* **Brief**
Omit every picture and output the rest of the records exactly as they are.

(Stored dataset items)

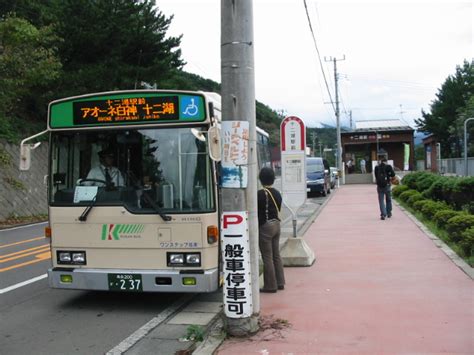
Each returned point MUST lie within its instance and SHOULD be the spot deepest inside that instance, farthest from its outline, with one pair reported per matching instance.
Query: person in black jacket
(269, 206)
(383, 174)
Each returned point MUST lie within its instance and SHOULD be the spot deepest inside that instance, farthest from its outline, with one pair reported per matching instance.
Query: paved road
(38, 320)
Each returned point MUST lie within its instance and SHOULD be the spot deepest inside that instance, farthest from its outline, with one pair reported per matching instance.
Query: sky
(393, 56)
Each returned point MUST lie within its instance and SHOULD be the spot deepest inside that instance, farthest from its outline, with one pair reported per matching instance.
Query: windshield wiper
(148, 199)
(157, 209)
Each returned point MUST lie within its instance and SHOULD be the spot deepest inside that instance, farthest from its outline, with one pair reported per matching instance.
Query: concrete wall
(22, 193)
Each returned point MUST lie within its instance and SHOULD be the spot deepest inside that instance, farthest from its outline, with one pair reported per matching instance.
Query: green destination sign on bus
(127, 108)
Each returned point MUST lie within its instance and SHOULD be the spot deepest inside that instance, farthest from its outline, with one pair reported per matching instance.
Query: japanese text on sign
(236, 257)
(126, 109)
(235, 150)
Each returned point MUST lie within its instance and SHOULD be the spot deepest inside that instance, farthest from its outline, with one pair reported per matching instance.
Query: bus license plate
(125, 282)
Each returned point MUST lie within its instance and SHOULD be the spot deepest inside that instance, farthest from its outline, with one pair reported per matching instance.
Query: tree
(28, 65)
(451, 101)
(115, 44)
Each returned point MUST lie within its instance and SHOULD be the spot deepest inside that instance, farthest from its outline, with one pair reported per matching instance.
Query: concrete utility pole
(466, 170)
(238, 104)
(338, 123)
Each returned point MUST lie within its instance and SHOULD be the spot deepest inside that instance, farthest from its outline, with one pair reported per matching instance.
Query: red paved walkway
(377, 287)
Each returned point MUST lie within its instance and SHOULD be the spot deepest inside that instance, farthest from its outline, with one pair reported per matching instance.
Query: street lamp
(465, 145)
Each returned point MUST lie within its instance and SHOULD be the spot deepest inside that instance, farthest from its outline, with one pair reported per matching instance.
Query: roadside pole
(241, 272)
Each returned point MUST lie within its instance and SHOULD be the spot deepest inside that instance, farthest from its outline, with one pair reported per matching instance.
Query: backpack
(381, 175)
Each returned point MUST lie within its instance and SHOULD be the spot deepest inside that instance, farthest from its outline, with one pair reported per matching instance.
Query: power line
(319, 56)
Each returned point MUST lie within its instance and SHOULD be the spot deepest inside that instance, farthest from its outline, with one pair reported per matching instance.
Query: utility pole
(338, 123)
(238, 104)
(313, 136)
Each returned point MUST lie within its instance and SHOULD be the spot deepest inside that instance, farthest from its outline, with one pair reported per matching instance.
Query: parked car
(334, 175)
(317, 176)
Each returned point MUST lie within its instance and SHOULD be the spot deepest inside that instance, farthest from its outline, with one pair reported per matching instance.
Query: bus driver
(106, 171)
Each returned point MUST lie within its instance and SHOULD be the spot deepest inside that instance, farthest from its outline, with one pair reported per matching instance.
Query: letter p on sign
(229, 219)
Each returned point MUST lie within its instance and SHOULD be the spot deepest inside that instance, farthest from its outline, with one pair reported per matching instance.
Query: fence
(453, 166)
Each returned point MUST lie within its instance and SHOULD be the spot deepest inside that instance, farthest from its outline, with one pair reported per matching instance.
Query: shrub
(431, 207)
(415, 197)
(463, 192)
(425, 181)
(448, 189)
(397, 190)
(411, 179)
(458, 224)
(441, 217)
(404, 196)
(467, 242)
(435, 192)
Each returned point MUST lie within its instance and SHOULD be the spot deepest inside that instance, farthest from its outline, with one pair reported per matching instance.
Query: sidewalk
(377, 287)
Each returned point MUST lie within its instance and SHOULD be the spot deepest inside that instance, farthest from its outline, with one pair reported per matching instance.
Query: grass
(440, 233)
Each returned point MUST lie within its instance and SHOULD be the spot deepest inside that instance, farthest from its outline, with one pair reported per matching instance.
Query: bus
(153, 226)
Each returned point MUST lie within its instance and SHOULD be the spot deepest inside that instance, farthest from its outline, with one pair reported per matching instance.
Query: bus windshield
(140, 169)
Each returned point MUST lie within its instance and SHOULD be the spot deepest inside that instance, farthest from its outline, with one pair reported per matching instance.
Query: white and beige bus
(133, 191)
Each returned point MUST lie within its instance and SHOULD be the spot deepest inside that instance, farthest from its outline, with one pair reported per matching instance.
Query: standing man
(362, 166)
(383, 173)
(269, 206)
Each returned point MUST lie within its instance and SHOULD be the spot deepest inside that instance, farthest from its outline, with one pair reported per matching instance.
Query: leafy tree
(451, 102)
(28, 65)
(115, 44)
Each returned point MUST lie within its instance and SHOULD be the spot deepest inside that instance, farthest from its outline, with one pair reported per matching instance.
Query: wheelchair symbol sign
(189, 108)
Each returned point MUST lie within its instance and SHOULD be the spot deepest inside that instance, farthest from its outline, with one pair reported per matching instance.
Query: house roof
(386, 125)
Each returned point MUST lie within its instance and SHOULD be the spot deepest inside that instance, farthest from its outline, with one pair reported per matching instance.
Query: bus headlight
(183, 259)
(71, 257)
(64, 257)
(193, 259)
(175, 259)
(79, 258)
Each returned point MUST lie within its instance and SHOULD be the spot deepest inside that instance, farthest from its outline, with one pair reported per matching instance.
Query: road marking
(39, 258)
(140, 333)
(22, 253)
(22, 242)
(25, 226)
(24, 283)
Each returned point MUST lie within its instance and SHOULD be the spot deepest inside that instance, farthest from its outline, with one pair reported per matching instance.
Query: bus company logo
(121, 231)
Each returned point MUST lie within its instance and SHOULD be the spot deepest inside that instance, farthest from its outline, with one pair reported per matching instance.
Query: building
(432, 153)
(369, 140)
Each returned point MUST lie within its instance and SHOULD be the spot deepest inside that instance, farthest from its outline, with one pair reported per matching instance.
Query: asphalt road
(36, 319)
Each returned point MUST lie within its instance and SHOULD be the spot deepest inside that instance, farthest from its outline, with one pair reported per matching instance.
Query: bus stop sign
(293, 161)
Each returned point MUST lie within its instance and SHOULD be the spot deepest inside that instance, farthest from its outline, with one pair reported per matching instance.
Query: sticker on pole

* **Expected output**
Each returned point MUST lie within its instance and SHOULD be the spot deepest inside that instance, farthest from its outline, with one pair reported per matching instance.
Query: person in black jacket
(269, 206)
(383, 174)
Each returned point MUST lie within its instance and SHOULD be the spot deepest inside that instance, farthest from its outline, with one pair reported per matching instance.
Query: paved road
(38, 320)
Each returned point MUST lie within its instance and SHOULD be the spot deepest inside that instance, farthest from its outline, with one pair reported per matching instance.
Query: sky
(393, 56)
Each returned point MUST lie within its instance and SHOULD be the spot deepest inside that instance, farthest from its outline, with one pair reported per matching instance.
Query: windshield wiper
(148, 199)
(157, 209)
Each returned point MUST lie within its instance and SHOULD be the spot deepest inside that instance, farthest from its outline, with one pair reported per matching instance.
Query: concrete wall
(22, 193)
Each returned point MUST lie within its instance and SHOULD be the spot deepest inside that instance, farthest from its outline, with one pair reported per matching instance.
Query: green destination sign on bus
(127, 108)
Each returned point MUST lie within its instance and SHOULD be the spot deepest inside that instance, farthest from its outline, with one pair reported per matching instance.
Query: japanese text on sign
(236, 257)
(126, 109)
(235, 150)
Each returned point MUST lie within its instance and SHOULD be the spot deepest inside that instance, farthest from its outline, with one pair reported per matching instance.
Query: bus license plate
(125, 282)
Each returned point MUST lie within its instance and SHOULD be the spot deepest inside that instance, farthest from its outline, with one pair reported per matching instance.
Query: tree
(28, 65)
(451, 101)
(115, 44)
Each returned point MUST lie within its instance and SHOULD be the spot deepest inside that instance, farthest from its outline, with one pair reported per matching instance.
Query: concrete utility pole
(466, 170)
(238, 104)
(338, 123)
Each returned point MUST lie within its instance and SHOULD be the spot deepest inside that instance, farthest from its outline, with one pair reported per matching instance.
Query: red paved walkway
(377, 287)
Each returned point MUST lie within its instance and SHOULD be the spot deepest inside that instance, farthest from its outline, with one pair reported per matching instance.
Query: street lamp
(465, 145)
Each returned point MUST lie within its instance and SHOULD be the spot deepest inside that instance, farthest from its outline, with one pair reported per matching instance.
Query: roadside pole
(241, 272)
Each returned point MUST lie within its instance and SHOULD be the spot deepest inside that instance, farthest from its outline, with one pair reported per matching instance.
Query: backpack
(381, 175)
Each returned point MUST lie within its instance and SHOULD be the spot deepest inside that instance, farthest from its outline, with one pair reported per matching instance.
Query: power line
(319, 56)
Each returned point MUST lie within its instance and SHOULD be the spot deepest inside that instance, farthest from its outline, with one pair reported per matching instance.
Query: utility pole
(338, 123)
(238, 104)
(313, 136)
Each returned point MUST lie within its instance and SHOULD be the spot deepest inside that instance, farthest from its outline, with one pair reported per matching instance.
Query: parked car
(334, 175)
(317, 176)
Each returned point MUST lie within its instance and SHOULD be the spot deepest inside that instance, farthest from its outline, with one pair reported per matching instance.
Query: bus driver
(106, 171)
Each returned point MUST lie within its instance and SHOULD be the spot deepest inside that instance, farthest from its outline, with one pair reported per matching instance.
Query: letter p on sign
(229, 219)
Each returned point MUST lie within its instance and SHOULD be the spot deepest inside that instance, farthest from its outline, with one pair reported per matching instance.
Query: fence
(453, 166)
Each returned point MUST lie within its instance and SHOULD be the spot deepest inside that instance, farthest from its outline, with one pair reported per matching instance.
Query: shrub
(431, 207)
(415, 197)
(463, 192)
(425, 181)
(448, 189)
(397, 190)
(411, 179)
(458, 224)
(441, 217)
(404, 196)
(467, 242)
(435, 192)
Each returned point MUST lie within its instance and SHOULD be the spot deepest inside that instance, farthest from its outline, with one pair reported per matching instance.
Query: sidewalk
(377, 287)
Each returned point MUST lie within its instance and SHOULD be the spot deepest inside that instance, farthest from its outline, with one pair reported per matching instance.
Query: grass
(440, 233)
Each returned point MUST lie within its instance and SHOULD be the spot deepest inside that instance, farthest from its outline, with one pair reported per matching instance.
Query: bus
(153, 226)
Each returned point MUST lie within its instance and SHOULD be the spot deepest inside that instance, farthest from its outline, with one pair reported per matching instance.
Query: bus windshield
(140, 169)
Each returned point MUST lie within its instance and SHOULD be the spot deepest inside that instance, farthest from its outline, with one pair reported per matching instance.
Query: white and beige bus
(133, 191)
Each returned point MUST lie within its instance and SHOULD be the spot deepest inside that instance, farthest from its outline, with one pair reported per matching instance.
Query: standing man
(362, 166)
(383, 173)
(269, 206)
Each returned point MUST lie within its instance and SHOULD be the spot deepest inside that instance, farthest from its outline, with one pair reported per matching instance.
Query: leafy tree
(451, 102)
(28, 65)
(115, 44)
Each returned point MUST lie within its instance and SHOULD be the spot deepest inside that instance, farthest from its outline, with one pair reported per matching instance.
Query: wheelchair symbol sign
(189, 108)
Each returned point MUST lie within its instance and SHOULD be the spot deepest inside that instance, farthest from its outline, with one pair reported per matching instance.
Query: house roof
(386, 125)
Each returned point MUST lie within its instance and SHOULD be the spot deepest inside that instance, farthest from its outline, with one pair reported per matching instance.
Query: bus headlight
(183, 259)
(71, 257)
(64, 257)
(193, 259)
(175, 259)
(79, 258)
Each returned point MUST lie within its instance and SHOULD be the spot deepest inside that instance, farthest from its outline, with one pair reported per matching instance.
Query: road marking
(39, 258)
(140, 333)
(22, 253)
(22, 242)
(25, 226)
(24, 283)
Each returned point MUST lie within its instance and SHOULD be the spot deepest inside that instance, farthest from its outline, with one pair reported per matching instance.
Query: bus company logo
(121, 231)
Each returned point MUST lie within its instance and SHOULD be the spot deepest inside that instance, farthest from its outline, with one pair reported per matching instance.
Query: building
(432, 153)
(369, 140)
Each returned point MUST lie within its instance and SHOULD be the spot deepest inside that instance, farthest from its outline, with one pair reported per matching instance.
Query: asphalt road
(36, 319)
Each returned point MUST lie within its instance and SHOULD be the spot deepest inside that instance, farthest from its outline, with one pair reported per matching instance.
Query: bus stop sign
(293, 161)
Each returned point MUST lie within its instance and SHOULD be the spot deepest inside that instance, farthest from its outline, with one pair reported per matching instance.
Query: sticker on pole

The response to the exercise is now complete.